WHAT TO DO -
a) In the food storage passage, rewrite the part between "The same for" and "to cook them).", inclusive, replacing "cornmeal" with "corn flour".
b) According to the food storage passage, how long does it take to cook the "instant" refried beans made from bean flour?
SOURCE DOCUMENT Start Marker
The same for commercial cornmeal. It can quickly go rancid when placed in long-term storage if not vacuum-sealed or frozen. Oxygen is the enemy of all foods in storage. I store corn and mill my own cornmeal. I mill beans into bean flour for "instant" refried beans (takes 7 minutes to cook them).

2. Caution... You have a lot of foods that I wonder if you can reasonably use that many by their use-by dates, such as pasta sauce, tomato sauce, canned corn....? Take the number of cans, and using the use-by dates, figure how many cans of whatever (corn, green beans, tomato sauce, etc.) you will need to consume each week to use them by the use-by date. You may even want to make up menus so you know you'll have corn twice this week. If I have to use up a jar of peanut butter with a pending use-by date, that's when I make peanut butter cookies or other peanut butter treats.

I store dried tomato powder. Takes up less space, has a long shelf-life, and I can make any number of tomato-based products from it, including tomato paste/sauce, pizza sauce, spaghetti sauce, etc.
SOURCE DOCUMENT End Marker
GIVEN RECORDS Start Marker
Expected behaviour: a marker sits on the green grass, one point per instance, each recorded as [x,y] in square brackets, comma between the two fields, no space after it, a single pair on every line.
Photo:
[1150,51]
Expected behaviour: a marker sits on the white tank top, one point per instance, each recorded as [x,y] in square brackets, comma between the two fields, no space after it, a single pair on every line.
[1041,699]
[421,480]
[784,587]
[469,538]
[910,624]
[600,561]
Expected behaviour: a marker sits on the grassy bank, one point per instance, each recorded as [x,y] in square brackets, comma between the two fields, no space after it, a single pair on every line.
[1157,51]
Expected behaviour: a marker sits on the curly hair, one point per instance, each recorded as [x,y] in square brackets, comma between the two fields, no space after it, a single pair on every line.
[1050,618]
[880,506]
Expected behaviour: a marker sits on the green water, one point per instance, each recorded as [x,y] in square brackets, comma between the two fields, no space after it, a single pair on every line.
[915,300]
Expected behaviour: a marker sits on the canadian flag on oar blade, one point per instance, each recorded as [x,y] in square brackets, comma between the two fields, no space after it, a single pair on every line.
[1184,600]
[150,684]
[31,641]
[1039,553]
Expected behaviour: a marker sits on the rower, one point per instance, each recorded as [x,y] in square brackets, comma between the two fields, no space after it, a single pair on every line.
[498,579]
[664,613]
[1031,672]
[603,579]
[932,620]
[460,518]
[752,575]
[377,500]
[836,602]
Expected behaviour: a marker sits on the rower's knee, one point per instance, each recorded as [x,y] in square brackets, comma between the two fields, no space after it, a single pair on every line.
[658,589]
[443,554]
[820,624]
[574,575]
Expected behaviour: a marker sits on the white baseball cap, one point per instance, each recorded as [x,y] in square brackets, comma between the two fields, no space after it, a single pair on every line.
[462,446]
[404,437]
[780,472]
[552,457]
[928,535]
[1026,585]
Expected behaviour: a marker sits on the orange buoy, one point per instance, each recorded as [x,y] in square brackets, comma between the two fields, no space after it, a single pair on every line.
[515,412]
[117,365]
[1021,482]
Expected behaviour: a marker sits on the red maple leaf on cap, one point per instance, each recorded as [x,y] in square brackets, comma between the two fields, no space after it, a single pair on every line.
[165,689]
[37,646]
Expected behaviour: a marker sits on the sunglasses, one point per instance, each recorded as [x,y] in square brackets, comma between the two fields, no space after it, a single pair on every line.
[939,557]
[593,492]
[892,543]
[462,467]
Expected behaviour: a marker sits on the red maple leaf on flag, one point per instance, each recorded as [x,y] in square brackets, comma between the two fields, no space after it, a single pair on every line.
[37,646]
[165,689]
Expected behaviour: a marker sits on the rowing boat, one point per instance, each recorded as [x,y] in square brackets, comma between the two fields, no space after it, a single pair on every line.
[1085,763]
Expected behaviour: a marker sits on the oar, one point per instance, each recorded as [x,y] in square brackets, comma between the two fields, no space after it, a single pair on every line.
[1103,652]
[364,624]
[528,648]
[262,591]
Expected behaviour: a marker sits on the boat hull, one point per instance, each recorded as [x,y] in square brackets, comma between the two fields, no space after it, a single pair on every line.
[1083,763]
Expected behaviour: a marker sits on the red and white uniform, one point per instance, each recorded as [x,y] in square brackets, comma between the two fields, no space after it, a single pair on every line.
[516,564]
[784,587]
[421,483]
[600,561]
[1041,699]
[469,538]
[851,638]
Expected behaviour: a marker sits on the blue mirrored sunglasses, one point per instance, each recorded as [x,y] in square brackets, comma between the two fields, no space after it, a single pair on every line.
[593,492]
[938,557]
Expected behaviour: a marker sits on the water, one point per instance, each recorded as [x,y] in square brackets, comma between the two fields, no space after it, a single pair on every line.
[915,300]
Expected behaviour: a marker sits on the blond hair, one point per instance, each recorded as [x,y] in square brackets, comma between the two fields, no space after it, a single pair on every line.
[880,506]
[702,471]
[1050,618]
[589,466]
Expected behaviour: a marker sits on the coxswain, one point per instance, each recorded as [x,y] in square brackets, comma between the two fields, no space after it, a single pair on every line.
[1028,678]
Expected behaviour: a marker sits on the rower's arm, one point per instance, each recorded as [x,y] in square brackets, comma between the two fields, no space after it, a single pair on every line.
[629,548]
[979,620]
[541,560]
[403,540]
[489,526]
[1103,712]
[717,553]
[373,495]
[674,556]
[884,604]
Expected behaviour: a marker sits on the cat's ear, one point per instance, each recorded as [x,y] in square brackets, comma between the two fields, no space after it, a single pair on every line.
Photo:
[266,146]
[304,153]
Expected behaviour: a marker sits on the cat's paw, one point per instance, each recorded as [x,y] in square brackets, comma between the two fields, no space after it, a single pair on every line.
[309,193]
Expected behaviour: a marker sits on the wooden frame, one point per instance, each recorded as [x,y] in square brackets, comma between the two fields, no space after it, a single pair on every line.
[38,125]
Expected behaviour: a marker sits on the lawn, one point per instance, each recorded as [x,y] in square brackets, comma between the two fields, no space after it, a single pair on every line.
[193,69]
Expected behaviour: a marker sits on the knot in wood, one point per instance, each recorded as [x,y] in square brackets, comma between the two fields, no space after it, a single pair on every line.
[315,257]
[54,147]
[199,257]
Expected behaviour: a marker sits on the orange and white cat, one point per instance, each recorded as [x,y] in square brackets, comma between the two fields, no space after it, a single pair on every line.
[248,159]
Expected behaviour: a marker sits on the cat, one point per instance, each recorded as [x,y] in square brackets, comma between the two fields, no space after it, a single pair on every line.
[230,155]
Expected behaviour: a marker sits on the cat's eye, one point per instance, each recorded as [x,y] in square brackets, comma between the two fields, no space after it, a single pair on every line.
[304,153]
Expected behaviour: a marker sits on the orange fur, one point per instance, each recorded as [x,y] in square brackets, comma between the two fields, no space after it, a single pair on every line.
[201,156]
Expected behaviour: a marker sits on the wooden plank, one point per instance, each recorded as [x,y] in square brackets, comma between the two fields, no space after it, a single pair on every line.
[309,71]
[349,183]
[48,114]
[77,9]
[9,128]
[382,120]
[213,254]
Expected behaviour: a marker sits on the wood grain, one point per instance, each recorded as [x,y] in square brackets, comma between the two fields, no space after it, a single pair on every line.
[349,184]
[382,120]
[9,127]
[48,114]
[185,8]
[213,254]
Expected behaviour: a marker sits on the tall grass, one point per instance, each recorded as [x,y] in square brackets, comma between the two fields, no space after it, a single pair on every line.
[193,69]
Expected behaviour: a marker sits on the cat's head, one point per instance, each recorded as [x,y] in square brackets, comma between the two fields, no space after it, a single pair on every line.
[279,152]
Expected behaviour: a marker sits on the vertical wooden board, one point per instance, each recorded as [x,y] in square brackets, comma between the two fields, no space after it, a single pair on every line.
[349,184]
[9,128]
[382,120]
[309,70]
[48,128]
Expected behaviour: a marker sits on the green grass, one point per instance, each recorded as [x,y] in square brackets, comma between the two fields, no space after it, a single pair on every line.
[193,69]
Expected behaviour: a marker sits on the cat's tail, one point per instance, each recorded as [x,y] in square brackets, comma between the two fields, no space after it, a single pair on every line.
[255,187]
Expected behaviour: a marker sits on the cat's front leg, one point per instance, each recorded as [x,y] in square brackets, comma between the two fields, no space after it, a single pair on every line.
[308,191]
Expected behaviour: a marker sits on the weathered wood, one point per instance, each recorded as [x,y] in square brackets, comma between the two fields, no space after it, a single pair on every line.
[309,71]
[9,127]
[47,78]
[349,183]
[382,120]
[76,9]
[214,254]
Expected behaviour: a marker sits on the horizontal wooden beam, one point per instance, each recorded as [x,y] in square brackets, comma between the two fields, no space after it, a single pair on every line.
GIVEN RECORDS End Marker
TASK ANSWERS -
a)
The same for commercial corn flour. It can quickly go rancid when placed in long-term storage if not vacuum-sealed or frozen. Oxygen is the enemy of all foods in storage. I store corn and mill my own corn flour. I mill beans into bean flour for "instant" refried beans (takes 7 minutes to cook them).

b) 7 minutes.